- _Passage given_:
The \(A^*\)-index is defined as follows. Let an article of the researcher have n coauthors that can be separated into \(m \le n\) groups and in each of these groups, the coauthors have the same credit (say \(c_i\) for the ith group of coauthors). The value of \(A^*\) for a coauthor from the group i is then

$$\begin{aligned} A^*(i) = \frac{1}{m} \sum \limits _{j=1}^m \frac{1}{\sum \limits _{k=1}^j c_k}. \end{aligned}$$
(2.24)

If no coauthors claim an equal contribution, then \(m=n\), \(c_i=1\), and

$$\begin{aligned} A^*(i) = \frac{1}{n} \sum \limits _{j=1}^n \frac{1}{j}. \end{aligned}$$
(2.25)

5.6 The m-Index

The m-index has been proposed in [167]. In order to define it, one needs to know about the Hirsch core. In the process of calculation of the Hirsch index, the papers of the scientists of interest are ranked with respect to the number of citations each of them has obtained. The papers from the ranked list whose rank is less than or equal to h build the Hirsch core of the ranked list of the paper. Then the m-index is the median number of citations received by the papers in the Hirsch core.

The m-index focuses on the impact of publications with the highest citation counts and is a characteristic of the quality of the production of the evaluated scientist taken from the core of his/her most cited scientific production. The m-index for our two researchers is approximately:

  • Researcher A: \(m_A \approx 38.8\);

  • Researcher B: \(m_B \approx 34.6\).

The word approximately above was used because the multiplication of the number of citations for both researchers leads to very large number that is represented only approximately by the simplest calculators. So the m-index usually can be calculated only approximately for researchers whose h-factor is relatively large (e.g., greater than 15).

Coordinate labeling data
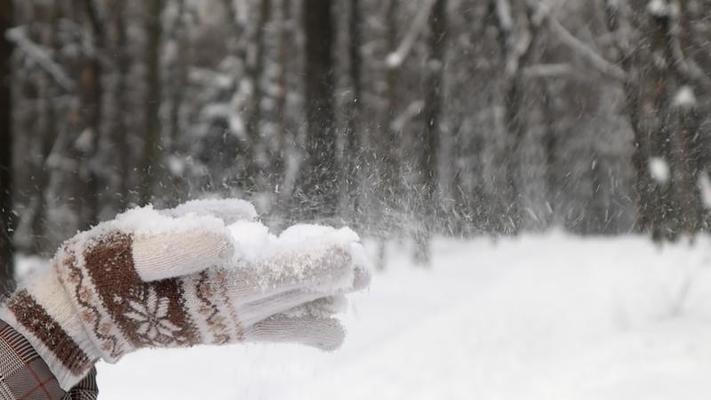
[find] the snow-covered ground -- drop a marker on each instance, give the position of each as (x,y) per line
(540,317)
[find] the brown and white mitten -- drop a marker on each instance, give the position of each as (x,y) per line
(201,273)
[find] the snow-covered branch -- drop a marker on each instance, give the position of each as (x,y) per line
(585,51)
(685,66)
(39,55)
(547,70)
(396,58)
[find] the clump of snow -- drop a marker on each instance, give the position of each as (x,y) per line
(684,97)
(534,317)
(393,60)
(148,221)
(659,170)
(229,210)
(704,186)
(301,250)
(662,8)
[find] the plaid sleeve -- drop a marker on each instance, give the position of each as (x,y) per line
(25,376)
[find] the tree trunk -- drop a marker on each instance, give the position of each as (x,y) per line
(319,175)
(254,120)
(7,217)
(119,127)
(432,113)
(91,107)
(353,147)
(150,167)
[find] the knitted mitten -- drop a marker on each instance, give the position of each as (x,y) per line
(179,278)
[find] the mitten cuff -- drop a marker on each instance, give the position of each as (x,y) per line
(42,313)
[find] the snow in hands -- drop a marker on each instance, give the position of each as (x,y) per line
(202,273)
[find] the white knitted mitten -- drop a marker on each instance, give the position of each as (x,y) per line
(181,277)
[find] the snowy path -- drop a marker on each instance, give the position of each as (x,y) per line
(547,317)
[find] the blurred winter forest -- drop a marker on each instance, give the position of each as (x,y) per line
(403,118)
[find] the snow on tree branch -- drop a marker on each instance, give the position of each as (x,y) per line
(396,58)
(584,50)
(39,55)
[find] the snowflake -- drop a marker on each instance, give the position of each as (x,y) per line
(152,317)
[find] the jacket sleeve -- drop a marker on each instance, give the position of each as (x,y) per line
(24,375)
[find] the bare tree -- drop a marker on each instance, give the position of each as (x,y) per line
(432,132)
(319,175)
(7,218)
(152,133)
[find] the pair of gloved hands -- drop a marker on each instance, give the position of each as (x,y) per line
(204,272)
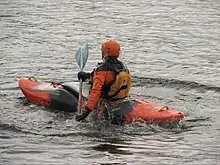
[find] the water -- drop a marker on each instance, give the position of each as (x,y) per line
(172,50)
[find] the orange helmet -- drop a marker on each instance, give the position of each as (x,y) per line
(110,48)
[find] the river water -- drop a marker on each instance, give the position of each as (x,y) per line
(172,50)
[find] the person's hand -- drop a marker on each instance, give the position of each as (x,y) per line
(83,115)
(83,75)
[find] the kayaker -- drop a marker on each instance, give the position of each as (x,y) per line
(110,81)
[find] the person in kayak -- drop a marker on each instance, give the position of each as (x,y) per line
(110,81)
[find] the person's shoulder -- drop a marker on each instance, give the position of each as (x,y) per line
(102,66)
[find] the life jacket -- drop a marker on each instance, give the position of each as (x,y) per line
(120,85)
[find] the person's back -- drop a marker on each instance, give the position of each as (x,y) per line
(111,80)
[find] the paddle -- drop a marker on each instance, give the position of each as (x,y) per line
(81,59)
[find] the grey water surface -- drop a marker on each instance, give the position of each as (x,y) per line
(172,50)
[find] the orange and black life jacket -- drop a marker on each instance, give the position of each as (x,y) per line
(111,80)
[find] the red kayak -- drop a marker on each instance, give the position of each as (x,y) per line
(65,97)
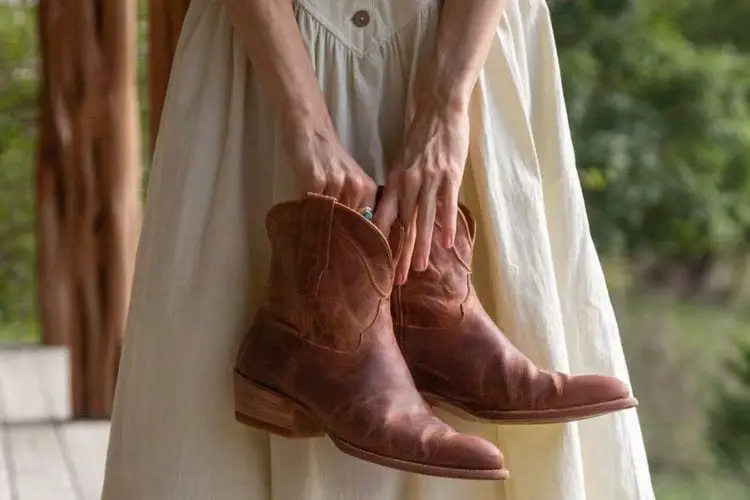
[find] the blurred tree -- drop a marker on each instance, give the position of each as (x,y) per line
(660,113)
(18,112)
(730,427)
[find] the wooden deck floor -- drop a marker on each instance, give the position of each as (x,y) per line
(43,455)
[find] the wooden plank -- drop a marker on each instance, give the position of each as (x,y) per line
(165,18)
(39,464)
(88,187)
(86,446)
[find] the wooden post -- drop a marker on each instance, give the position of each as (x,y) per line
(165,23)
(88,187)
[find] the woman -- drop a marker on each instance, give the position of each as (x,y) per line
(410,88)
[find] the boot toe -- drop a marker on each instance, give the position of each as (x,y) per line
(470,452)
(586,390)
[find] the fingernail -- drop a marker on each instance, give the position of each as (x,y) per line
(447,242)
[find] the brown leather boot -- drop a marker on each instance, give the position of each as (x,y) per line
(321,356)
(462,361)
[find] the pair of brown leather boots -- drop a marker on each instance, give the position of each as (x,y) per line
(336,349)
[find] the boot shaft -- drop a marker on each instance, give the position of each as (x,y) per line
(434,298)
(330,271)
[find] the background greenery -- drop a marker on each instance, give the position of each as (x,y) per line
(659,104)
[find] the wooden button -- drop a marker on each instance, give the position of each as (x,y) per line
(361,18)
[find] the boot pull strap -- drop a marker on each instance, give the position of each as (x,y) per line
(315,241)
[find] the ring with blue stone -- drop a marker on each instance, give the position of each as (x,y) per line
(366,212)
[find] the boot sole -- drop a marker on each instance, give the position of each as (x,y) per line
(532,417)
(263,408)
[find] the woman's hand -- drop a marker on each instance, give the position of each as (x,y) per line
(323,165)
(424,183)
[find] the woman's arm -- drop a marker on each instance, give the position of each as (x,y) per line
(427,175)
(280,61)
(465,33)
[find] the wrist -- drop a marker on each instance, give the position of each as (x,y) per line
(445,89)
(305,121)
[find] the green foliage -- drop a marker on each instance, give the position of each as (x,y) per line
(18,111)
(730,429)
(662,128)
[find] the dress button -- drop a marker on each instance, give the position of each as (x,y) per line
(361,18)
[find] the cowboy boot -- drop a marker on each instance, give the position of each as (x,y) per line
(462,361)
(321,356)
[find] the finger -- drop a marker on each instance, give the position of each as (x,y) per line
(387,210)
(411,186)
(407,251)
(334,188)
(351,193)
(368,193)
(448,212)
(426,212)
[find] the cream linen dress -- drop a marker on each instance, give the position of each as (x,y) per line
(204,254)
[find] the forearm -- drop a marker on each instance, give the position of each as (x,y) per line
(280,60)
(464,36)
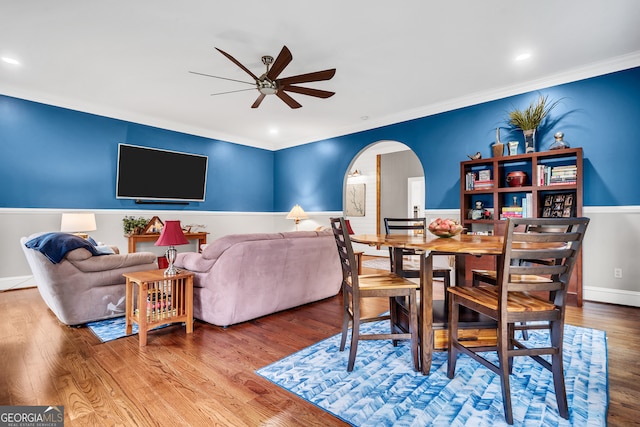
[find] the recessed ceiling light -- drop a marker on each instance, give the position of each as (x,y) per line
(10,60)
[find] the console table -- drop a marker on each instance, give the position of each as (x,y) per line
(201,237)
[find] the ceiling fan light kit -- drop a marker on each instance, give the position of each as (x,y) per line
(270,84)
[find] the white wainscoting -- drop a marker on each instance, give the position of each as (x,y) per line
(612,240)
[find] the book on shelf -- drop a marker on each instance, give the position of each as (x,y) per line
(527,206)
(511,212)
(558,205)
(565,174)
(478,184)
(484,175)
(473,181)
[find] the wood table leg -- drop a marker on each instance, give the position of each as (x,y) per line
(426,312)
(129,303)
(142,313)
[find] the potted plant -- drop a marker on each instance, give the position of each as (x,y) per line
(133,225)
(530,118)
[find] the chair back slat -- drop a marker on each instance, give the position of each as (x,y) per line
(347,256)
(548,249)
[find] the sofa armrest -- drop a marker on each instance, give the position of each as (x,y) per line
(113,262)
(195,262)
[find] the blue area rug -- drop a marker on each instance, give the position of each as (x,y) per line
(383,390)
(112,329)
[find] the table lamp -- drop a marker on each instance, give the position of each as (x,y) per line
(78,223)
(297,213)
(171,235)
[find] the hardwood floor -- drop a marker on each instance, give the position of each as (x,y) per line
(208,377)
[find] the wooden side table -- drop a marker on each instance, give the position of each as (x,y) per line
(154,299)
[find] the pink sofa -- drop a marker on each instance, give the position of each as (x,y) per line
(240,277)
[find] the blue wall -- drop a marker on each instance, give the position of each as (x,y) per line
(58,158)
(53,157)
(599,114)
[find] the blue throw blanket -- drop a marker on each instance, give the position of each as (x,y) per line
(56,245)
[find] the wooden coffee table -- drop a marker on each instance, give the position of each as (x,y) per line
(154,299)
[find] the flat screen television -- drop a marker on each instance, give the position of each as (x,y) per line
(154,174)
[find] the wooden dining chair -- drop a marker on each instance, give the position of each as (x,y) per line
(356,287)
(510,301)
(419,226)
(490,277)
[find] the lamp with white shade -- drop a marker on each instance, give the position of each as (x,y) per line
(78,223)
(297,213)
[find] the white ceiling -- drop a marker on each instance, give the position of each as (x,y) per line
(395,60)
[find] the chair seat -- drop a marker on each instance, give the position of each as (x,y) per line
(515,278)
(517,302)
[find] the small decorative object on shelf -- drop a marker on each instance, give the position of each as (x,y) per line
(498,147)
(133,225)
(513,147)
(478,211)
(516,178)
(445,227)
(154,226)
(559,143)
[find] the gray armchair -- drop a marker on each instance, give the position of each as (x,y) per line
(84,287)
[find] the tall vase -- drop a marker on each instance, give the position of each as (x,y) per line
(529,140)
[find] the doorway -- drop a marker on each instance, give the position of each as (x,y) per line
(391,177)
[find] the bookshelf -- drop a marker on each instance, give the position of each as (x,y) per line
(553,187)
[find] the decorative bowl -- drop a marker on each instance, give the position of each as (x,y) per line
(445,227)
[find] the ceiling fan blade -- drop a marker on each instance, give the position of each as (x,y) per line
(288,100)
(309,77)
(235,61)
(232,91)
(256,104)
(223,78)
(283,59)
(308,91)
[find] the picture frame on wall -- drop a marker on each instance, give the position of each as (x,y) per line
(355,200)
(559,205)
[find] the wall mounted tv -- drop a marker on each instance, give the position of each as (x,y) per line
(151,174)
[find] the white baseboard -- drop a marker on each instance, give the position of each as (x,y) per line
(612,296)
(18,282)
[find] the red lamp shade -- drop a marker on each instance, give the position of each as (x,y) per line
(347,223)
(172,234)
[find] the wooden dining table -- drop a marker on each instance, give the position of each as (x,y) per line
(429,245)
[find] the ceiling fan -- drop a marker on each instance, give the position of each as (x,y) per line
(269,83)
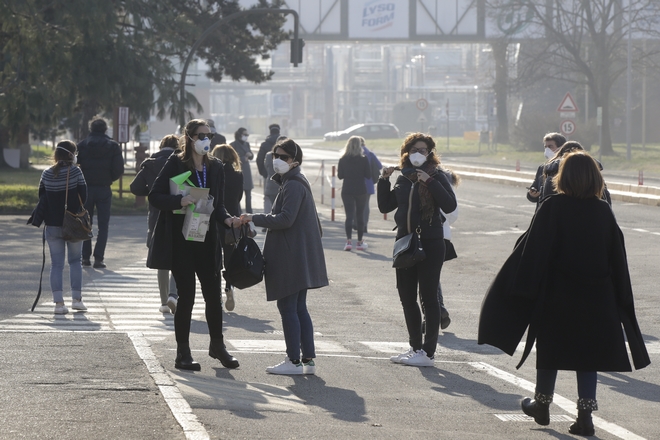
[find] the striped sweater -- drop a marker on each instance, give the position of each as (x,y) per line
(54,187)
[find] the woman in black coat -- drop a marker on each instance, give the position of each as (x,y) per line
(233,195)
(568,281)
(170,250)
(424,188)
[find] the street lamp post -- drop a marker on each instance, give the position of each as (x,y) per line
(214,26)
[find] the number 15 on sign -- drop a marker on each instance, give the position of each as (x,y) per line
(567,127)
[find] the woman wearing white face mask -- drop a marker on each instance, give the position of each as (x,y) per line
(242,147)
(294,257)
(424,190)
(169,249)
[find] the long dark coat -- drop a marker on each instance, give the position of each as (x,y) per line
(292,249)
(169,225)
(567,280)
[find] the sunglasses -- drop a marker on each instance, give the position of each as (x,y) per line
(202,136)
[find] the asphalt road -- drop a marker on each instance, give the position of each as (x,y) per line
(473,391)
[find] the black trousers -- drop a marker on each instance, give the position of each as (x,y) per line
(190,259)
(425,276)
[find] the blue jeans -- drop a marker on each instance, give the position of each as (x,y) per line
(101,198)
(297,326)
(58,247)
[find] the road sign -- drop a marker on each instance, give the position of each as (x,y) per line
(567,127)
(567,104)
(421,104)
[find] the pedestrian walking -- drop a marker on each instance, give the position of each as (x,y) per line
(567,284)
(140,186)
(294,254)
(266,147)
(101,162)
(422,190)
(354,169)
(62,186)
(170,250)
(233,195)
(242,147)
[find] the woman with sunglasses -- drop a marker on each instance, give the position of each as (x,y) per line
(170,250)
(294,257)
(424,189)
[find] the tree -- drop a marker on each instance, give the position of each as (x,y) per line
(65,61)
(583,43)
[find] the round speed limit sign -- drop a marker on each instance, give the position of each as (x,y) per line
(567,127)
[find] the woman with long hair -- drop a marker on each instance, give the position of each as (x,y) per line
(233,194)
(424,190)
(567,284)
(354,168)
(294,254)
(53,190)
(187,259)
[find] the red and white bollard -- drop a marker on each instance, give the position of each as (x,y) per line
(332,196)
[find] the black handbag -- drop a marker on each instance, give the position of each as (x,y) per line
(246,264)
(408,249)
(75,226)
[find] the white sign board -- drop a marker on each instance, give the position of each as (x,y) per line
(378,19)
(567,127)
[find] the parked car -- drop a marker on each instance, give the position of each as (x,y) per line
(367,131)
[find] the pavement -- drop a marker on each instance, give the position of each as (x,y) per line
(108,385)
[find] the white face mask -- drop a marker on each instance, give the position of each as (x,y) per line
(280,166)
(417,159)
(202,147)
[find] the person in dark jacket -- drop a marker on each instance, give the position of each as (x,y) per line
(552,142)
(55,191)
(242,147)
(266,147)
(293,252)
(102,163)
(354,169)
(140,186)
(567,283)
(423,183)
(233,194)
(170,250)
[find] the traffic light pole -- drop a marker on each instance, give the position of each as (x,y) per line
(214,26)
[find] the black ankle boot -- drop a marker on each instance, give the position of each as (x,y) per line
(539,408)
(184,360)
(583,424)
(217,350)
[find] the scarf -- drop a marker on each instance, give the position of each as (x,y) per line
(426,205)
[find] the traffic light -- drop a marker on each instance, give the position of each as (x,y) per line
(296,51)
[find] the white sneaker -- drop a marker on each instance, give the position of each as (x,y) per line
(230,303)
(418,359)
(60,309)
(398,358)
(309,367)
(78,305)
(286,367)
(171,303)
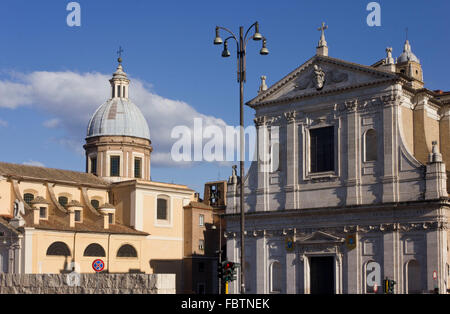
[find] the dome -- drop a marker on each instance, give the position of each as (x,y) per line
(118,116)
(407,54)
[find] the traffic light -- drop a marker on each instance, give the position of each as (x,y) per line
(388,286)
(219,270)
(391,286)
(228,271)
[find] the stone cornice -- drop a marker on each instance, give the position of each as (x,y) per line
(357,209)
(302,234)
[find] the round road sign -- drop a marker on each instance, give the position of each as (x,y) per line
(98,265)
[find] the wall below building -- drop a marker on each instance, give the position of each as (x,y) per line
(88,284)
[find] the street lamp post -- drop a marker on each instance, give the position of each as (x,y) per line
(241,45)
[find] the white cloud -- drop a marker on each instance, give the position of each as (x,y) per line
(34,163)
(52,123)
(71,99)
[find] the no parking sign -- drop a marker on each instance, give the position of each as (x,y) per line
(98,265)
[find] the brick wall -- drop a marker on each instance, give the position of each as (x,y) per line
(87,284)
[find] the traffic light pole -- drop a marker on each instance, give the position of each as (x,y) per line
(220,251)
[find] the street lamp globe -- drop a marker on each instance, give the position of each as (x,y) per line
(257,35)
(217,40)
(264,51)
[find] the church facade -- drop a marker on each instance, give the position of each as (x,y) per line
(356,187)
(54,220)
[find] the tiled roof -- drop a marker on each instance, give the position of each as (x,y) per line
(50,174)
(5,223)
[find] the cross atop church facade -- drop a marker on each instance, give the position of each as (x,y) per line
(322,48)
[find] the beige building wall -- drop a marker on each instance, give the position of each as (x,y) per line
(42,263)
(6,198)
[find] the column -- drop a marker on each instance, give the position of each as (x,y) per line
(290,161)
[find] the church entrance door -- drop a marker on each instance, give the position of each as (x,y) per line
(321,275)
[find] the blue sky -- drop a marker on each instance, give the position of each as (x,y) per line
(169,54)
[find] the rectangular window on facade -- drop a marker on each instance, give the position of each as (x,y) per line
(115,166)
(201,288)
(274,149)
(78,215)
(94,165)
(322,149)
(137,167)
(43,212)
(161,211)
(110,218)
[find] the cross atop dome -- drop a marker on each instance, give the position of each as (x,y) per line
(119,81)
(119,53)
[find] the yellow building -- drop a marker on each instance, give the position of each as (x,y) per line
(57,220)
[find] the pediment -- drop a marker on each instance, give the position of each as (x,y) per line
(321,75)
(320,237)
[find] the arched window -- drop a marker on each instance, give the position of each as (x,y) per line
(94,249)
(414,277)
(127,250)
(28,197)
(95,204)
(275,277)
(161,210)
(58,249)
(63,200)
(3,261)
(371,145)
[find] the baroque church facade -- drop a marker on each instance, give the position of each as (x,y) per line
(54,221)
(360,192)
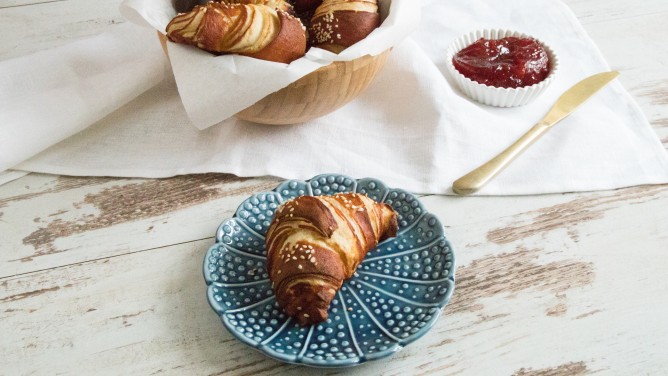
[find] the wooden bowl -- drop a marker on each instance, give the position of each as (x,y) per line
(316,94)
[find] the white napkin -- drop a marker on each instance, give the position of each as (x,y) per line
(213,89)
(411,128)
(51,95)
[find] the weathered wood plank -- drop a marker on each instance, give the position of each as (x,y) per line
(146,311)
(52,221)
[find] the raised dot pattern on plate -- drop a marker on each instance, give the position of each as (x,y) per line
(395,296)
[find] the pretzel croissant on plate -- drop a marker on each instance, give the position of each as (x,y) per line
(315,243)
(254,30)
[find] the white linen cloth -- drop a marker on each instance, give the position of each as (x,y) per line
(412,128)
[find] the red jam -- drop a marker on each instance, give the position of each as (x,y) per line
(508,62)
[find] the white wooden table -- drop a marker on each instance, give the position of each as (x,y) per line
(103,275)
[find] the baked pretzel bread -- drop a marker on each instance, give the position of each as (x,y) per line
(257,31)
(314,243)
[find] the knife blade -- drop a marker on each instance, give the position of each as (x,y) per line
(568,102)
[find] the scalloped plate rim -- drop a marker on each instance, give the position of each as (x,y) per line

- _What you are asked to do_: Please answer from the passage on citation indices: which papers in the ranked list make up the Hirsch core? This data is separate material and is not part of the passage on citation indices.

- _Exercise solution_: The papers whose rank is less than or equal to h.